Required task -> Count the lines in the material below that contain the word "shirt", and give only that number.

(Coordinate annotation entries)

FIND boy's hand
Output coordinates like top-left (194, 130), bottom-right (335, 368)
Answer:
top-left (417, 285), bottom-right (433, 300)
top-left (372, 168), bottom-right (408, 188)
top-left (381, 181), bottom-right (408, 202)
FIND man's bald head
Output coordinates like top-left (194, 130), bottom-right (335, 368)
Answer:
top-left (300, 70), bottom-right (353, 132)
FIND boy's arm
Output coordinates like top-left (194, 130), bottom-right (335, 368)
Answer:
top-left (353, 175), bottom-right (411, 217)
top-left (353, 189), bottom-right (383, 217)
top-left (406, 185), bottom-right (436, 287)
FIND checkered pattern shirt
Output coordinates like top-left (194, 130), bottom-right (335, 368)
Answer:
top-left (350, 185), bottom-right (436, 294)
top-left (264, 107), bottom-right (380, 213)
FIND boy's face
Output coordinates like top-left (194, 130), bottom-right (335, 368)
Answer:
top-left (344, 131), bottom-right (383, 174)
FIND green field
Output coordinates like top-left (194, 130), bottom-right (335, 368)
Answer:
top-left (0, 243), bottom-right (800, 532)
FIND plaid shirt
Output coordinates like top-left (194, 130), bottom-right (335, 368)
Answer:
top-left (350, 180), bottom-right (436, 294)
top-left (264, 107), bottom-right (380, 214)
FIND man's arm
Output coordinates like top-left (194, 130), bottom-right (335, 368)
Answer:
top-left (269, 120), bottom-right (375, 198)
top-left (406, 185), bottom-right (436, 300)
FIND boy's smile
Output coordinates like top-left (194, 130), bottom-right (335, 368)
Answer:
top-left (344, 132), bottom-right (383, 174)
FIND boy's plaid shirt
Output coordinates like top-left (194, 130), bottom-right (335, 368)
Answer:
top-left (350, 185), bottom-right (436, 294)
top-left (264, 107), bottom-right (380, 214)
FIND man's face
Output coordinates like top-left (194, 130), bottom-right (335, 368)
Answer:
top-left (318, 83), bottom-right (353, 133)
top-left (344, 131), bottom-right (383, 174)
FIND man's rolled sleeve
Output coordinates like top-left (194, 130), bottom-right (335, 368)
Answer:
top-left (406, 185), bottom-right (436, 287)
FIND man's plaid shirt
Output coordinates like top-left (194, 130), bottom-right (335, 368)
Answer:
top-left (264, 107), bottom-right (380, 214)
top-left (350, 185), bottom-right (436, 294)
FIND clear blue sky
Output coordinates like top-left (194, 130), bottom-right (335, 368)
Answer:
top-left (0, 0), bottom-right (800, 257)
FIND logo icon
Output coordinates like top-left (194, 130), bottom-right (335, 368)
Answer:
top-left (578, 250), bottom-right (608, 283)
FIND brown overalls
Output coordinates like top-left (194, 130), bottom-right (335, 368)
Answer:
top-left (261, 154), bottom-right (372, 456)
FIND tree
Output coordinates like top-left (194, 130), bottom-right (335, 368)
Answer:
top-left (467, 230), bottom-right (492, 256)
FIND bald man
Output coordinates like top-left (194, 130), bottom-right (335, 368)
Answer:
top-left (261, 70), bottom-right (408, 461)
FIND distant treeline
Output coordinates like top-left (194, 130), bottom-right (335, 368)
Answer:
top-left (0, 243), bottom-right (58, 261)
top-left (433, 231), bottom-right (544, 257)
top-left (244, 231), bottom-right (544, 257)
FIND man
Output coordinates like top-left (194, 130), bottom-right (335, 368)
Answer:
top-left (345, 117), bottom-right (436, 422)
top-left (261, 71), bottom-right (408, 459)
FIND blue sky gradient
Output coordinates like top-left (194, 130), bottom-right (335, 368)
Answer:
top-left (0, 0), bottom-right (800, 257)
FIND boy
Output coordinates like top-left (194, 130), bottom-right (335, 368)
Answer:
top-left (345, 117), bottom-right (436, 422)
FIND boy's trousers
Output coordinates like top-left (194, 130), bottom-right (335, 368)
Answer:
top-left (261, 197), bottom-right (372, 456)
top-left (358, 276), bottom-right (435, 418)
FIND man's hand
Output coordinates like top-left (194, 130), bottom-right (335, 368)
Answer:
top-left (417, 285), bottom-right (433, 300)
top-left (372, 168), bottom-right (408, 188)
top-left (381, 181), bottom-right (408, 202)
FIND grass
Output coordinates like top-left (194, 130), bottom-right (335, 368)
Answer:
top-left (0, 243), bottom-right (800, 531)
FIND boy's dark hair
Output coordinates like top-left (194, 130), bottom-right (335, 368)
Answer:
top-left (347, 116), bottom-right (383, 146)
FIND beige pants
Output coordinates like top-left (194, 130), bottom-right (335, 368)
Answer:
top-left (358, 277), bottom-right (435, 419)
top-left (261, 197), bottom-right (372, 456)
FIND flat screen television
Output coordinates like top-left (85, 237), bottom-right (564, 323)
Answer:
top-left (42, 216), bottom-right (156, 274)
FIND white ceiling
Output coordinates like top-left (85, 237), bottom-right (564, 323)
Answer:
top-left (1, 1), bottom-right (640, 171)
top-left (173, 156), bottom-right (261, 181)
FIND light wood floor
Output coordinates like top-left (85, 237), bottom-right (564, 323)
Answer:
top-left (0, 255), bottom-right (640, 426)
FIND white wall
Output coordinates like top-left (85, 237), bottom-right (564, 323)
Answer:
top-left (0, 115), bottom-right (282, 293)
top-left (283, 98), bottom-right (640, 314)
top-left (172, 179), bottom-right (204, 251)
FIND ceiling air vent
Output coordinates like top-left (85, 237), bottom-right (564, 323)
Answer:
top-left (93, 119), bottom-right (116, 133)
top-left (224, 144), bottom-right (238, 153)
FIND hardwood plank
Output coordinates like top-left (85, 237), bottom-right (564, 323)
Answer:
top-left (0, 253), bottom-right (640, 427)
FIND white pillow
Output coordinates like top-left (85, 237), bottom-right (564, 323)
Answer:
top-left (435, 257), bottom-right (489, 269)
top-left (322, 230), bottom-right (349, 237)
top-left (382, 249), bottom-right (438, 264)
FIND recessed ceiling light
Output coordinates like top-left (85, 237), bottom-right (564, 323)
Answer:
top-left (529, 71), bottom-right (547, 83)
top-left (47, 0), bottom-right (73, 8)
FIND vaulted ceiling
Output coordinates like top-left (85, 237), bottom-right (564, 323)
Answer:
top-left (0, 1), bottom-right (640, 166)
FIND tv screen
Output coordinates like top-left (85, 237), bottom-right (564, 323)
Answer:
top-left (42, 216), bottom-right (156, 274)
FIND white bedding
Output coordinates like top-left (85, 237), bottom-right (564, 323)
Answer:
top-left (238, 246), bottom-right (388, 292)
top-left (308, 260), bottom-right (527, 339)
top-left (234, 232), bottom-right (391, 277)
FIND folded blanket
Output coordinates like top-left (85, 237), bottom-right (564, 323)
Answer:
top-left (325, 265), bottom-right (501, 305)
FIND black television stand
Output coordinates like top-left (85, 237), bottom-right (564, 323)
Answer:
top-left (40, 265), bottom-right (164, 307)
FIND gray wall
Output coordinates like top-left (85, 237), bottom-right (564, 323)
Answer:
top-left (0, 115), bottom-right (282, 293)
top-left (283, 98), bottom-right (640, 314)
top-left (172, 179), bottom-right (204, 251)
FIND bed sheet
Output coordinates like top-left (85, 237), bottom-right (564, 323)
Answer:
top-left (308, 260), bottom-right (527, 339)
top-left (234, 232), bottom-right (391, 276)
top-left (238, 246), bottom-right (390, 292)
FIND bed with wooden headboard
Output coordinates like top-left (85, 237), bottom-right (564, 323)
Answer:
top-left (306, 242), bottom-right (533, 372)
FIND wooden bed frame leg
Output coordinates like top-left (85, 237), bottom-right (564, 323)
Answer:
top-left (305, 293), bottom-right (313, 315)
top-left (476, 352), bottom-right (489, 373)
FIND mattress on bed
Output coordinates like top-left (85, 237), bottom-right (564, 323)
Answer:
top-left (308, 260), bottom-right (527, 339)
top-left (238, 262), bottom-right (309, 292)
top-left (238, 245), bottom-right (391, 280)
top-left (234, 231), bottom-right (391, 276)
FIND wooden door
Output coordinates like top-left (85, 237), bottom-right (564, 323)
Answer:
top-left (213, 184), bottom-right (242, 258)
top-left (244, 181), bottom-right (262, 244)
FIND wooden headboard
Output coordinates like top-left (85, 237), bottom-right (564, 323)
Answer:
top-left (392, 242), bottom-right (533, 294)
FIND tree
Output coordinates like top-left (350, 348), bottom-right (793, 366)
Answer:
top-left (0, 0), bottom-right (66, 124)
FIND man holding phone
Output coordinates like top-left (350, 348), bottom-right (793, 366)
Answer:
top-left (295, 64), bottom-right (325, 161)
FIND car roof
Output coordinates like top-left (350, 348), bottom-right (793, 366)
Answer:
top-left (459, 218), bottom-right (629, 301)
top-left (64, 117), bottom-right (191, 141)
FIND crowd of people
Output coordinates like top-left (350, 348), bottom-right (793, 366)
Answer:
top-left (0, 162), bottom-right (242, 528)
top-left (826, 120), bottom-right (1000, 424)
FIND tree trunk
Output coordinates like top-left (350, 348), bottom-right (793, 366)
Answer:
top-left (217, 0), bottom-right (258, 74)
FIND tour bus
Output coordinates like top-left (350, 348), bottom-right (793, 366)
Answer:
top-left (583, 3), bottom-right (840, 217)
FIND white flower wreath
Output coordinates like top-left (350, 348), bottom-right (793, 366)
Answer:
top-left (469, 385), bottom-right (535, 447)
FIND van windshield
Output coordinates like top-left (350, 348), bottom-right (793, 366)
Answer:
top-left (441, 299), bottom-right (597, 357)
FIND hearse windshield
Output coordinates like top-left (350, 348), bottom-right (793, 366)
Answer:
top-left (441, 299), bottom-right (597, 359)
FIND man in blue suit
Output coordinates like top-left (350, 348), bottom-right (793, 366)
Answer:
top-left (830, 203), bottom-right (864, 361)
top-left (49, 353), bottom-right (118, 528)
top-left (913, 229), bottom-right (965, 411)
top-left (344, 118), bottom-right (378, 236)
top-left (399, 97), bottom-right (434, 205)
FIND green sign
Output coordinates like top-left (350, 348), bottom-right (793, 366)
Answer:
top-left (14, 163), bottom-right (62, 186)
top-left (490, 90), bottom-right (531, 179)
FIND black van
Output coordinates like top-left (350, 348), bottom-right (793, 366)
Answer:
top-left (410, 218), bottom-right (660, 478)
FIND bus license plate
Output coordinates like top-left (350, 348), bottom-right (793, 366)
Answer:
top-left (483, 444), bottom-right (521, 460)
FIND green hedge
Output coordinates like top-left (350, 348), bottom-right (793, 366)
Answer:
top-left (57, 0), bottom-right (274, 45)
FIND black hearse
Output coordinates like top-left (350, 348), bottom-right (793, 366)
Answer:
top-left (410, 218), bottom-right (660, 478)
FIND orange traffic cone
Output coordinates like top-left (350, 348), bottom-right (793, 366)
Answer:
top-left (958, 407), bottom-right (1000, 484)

Right answer -> 4